> **TEXT PROVIDED**
########################################
2. **Cache Strategy Update**
- Start: Module uses default TTL.
- Transition: hub-level override applied in config.
- Result: Module receives override via dependency injection and persists it in module-local settings without affecting other hubs.
3. **Module Registration Lifecycle**
- Start: module package calls `Register` in its `init()`.
- Transition: duplicate key registration rejected; module must rename key or remove old registration.
- Result: `ModuleRegistry.Modules[key]` available during server bootstrap.
## Data Volume & Scale Assumptions
- Module metadata count is small (<20) and loaded entirely in memory.
- Hub count typically <50 per binary, so per-hub module resolution happens at startup and is cached.
- Disk usage remains the dominant storage cost; metadata adds negligible overhead.
## Identity & Uniqueness Rules
- `HubConfigEntry.Name` and `ModuleMetadata.Key` must each be unique (case-insensitive) within a config/process.
- Module registry rejects duplicate keys to avoid ambiguous bindings.
########################################
> **EXERCISE**
Summarize the text on module registration and hub configuration in two sentences. The records are not needed for this work.

[Records from a dataset]
########################################
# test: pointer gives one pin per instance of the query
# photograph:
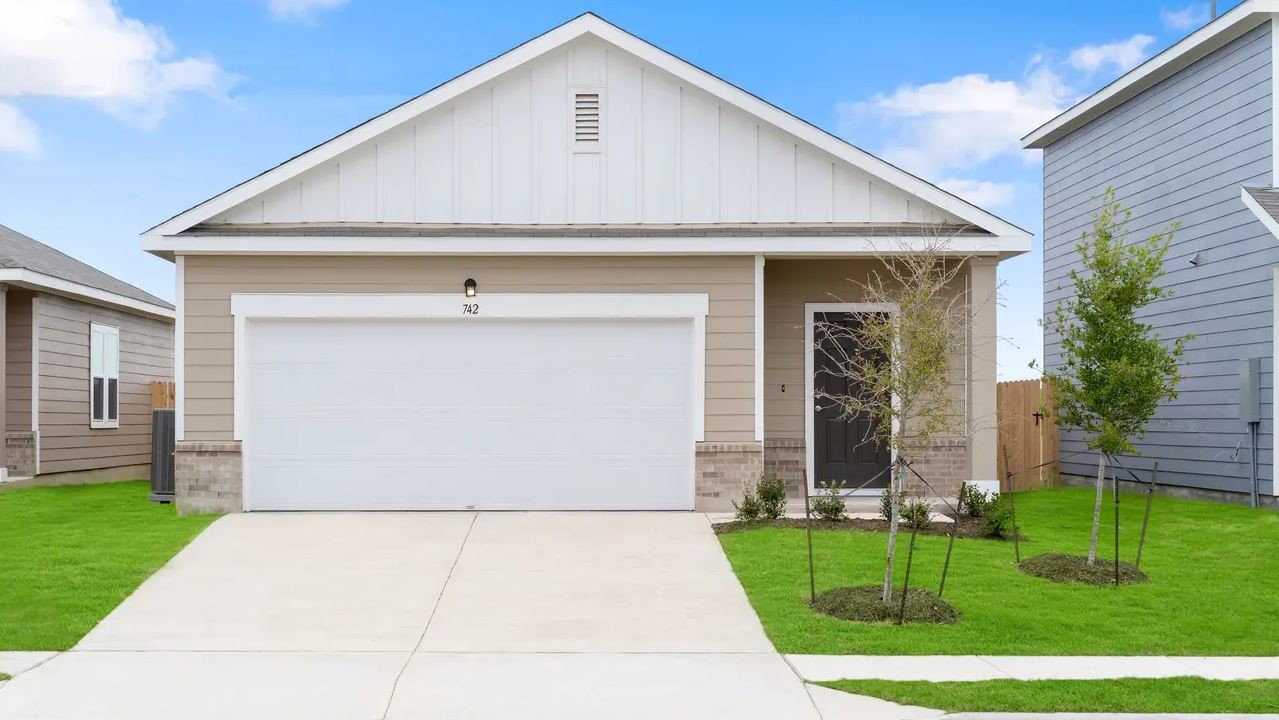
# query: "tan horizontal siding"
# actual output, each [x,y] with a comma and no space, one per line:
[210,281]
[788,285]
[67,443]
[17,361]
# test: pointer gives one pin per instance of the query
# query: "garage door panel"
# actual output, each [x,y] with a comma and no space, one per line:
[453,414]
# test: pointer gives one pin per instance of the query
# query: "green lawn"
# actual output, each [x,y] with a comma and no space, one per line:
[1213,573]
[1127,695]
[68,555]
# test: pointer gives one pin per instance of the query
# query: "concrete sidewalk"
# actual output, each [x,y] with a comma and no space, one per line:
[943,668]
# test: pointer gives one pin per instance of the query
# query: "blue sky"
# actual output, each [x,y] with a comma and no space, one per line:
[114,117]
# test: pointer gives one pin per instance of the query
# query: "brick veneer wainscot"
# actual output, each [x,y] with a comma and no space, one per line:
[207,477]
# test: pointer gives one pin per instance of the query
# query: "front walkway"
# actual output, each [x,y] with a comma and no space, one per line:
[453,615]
########################################
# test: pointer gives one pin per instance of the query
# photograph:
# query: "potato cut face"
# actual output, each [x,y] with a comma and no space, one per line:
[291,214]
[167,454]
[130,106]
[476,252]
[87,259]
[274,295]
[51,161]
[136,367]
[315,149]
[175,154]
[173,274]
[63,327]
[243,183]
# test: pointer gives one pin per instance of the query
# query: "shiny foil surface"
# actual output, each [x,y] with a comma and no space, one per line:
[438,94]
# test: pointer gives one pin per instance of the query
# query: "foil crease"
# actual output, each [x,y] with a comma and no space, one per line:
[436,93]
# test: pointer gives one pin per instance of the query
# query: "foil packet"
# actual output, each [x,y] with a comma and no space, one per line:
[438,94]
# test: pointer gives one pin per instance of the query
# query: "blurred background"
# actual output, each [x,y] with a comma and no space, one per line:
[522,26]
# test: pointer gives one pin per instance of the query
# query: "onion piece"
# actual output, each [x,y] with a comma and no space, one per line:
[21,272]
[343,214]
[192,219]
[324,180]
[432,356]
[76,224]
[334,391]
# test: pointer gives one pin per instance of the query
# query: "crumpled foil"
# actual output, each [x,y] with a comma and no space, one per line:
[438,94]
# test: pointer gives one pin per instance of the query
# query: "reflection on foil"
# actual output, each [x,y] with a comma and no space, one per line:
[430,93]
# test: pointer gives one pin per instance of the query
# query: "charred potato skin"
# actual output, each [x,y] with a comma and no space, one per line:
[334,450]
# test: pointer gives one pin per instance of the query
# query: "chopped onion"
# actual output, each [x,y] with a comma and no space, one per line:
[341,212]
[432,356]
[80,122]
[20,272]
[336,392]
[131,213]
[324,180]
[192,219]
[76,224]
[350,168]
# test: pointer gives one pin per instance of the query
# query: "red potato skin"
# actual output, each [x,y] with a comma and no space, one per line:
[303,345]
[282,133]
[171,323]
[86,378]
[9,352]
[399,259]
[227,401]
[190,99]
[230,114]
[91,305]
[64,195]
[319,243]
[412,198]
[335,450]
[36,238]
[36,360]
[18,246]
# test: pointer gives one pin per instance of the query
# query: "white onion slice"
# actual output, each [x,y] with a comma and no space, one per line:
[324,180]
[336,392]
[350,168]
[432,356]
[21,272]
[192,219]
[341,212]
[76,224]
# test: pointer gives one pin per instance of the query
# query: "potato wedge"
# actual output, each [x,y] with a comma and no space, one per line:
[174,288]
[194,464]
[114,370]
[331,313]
########################################
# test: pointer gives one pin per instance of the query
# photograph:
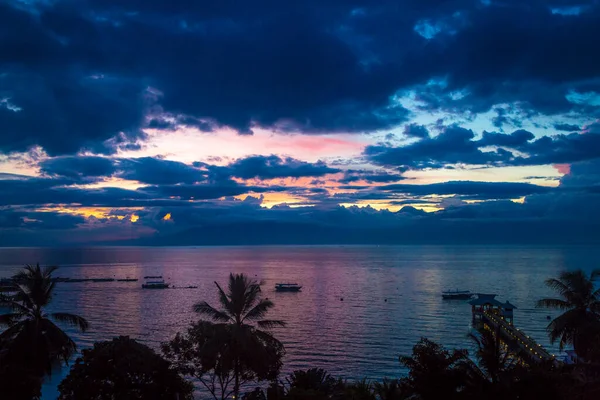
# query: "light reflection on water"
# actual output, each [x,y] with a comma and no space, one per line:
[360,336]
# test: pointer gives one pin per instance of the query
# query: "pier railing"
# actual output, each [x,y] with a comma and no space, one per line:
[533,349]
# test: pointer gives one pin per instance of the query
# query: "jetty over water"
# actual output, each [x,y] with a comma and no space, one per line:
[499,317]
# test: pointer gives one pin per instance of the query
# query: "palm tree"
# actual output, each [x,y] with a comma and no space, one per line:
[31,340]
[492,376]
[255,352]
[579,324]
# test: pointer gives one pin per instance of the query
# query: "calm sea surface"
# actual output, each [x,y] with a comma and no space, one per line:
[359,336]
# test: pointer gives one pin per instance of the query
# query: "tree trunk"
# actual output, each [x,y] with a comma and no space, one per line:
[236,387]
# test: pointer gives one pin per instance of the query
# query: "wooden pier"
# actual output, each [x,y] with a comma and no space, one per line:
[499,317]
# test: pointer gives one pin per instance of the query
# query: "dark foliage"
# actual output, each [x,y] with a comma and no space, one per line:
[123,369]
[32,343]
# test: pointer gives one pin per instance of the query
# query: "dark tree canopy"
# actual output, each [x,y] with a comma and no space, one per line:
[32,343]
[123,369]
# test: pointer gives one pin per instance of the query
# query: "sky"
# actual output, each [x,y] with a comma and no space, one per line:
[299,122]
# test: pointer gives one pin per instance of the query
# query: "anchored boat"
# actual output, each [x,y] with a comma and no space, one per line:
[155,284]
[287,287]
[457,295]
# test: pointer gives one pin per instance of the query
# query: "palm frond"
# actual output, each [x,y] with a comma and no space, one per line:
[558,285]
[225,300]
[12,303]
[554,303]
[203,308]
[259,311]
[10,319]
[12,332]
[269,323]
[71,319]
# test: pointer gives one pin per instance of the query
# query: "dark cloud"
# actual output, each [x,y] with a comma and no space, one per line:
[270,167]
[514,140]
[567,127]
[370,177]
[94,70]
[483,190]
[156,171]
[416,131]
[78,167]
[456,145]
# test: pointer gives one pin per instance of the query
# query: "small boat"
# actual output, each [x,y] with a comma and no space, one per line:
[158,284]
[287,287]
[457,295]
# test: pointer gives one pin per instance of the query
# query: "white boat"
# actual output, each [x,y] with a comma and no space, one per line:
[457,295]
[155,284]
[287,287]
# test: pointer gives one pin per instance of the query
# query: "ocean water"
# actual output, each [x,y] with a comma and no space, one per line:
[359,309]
########################################
> **ANSWER BELOW**
A module starts with a default TTL, and a hub-level override set in config reaches it through dependency injection and is stored in module-local settings without affecting other hubs. Modules register in `init()` under keys that must be unique (case-insensitive), with duplicates rejected; module metadata is small (<20) and held in memory, and hubs (typically <50 per binary) have their modules resolved and cached at startup.